> **Instructions to follow**
Return unchanged the material from the line with "of the cloud" to the line with "<point>74,64</point>", including both of those lines.

> **The records**

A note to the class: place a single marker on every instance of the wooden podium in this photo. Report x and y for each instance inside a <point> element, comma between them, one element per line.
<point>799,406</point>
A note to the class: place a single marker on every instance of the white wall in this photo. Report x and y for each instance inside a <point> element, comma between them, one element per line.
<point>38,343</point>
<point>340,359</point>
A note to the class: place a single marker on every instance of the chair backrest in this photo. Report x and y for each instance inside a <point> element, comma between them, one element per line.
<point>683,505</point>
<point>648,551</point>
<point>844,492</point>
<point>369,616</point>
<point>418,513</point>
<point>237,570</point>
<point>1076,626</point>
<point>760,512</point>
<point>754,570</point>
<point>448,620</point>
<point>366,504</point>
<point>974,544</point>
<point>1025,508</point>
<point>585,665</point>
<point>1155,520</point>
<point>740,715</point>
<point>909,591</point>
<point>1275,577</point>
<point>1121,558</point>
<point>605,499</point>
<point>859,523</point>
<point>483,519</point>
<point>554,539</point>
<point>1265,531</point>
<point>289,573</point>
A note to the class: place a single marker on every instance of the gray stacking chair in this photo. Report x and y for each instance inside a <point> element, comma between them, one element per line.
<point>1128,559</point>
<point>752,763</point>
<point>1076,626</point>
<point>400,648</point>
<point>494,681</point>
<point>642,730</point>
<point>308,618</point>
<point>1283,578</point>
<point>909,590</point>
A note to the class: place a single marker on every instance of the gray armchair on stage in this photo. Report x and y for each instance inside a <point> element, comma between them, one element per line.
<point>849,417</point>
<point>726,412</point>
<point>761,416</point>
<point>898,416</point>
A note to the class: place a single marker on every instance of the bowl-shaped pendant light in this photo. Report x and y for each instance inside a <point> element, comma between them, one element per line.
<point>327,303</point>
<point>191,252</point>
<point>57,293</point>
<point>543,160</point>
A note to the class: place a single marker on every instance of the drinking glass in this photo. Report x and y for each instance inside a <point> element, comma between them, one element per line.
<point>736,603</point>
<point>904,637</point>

==

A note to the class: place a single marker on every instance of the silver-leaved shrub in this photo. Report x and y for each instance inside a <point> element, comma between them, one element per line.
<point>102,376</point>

--

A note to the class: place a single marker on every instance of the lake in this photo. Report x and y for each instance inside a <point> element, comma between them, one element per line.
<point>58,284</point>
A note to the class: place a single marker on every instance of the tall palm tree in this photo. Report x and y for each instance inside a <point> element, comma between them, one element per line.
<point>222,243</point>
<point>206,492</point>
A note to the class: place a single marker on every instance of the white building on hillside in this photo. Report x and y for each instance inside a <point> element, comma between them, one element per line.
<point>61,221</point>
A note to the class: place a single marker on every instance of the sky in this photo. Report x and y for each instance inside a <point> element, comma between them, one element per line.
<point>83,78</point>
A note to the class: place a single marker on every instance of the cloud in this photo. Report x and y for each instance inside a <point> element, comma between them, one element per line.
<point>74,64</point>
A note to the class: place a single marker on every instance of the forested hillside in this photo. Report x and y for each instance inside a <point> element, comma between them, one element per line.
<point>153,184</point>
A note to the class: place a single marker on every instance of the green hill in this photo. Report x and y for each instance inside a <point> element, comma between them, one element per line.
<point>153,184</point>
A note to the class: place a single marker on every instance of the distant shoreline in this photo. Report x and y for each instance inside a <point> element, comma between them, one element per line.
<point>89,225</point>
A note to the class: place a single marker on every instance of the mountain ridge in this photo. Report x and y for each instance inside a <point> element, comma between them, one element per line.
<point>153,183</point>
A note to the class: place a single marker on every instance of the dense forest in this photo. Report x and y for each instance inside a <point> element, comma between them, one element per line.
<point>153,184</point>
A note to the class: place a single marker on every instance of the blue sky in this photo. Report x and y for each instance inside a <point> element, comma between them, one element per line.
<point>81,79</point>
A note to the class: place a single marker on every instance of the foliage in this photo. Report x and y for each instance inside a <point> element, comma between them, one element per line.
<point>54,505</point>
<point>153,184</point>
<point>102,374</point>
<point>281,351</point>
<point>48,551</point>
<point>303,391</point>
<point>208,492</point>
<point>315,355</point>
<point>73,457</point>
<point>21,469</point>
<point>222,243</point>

> **Solution**
A note to the class: place a single marker on every instance of the cloud in this photo. Report x and y for each instance inside a <point> element, comma between them, one element per line.
<point>74,64</point>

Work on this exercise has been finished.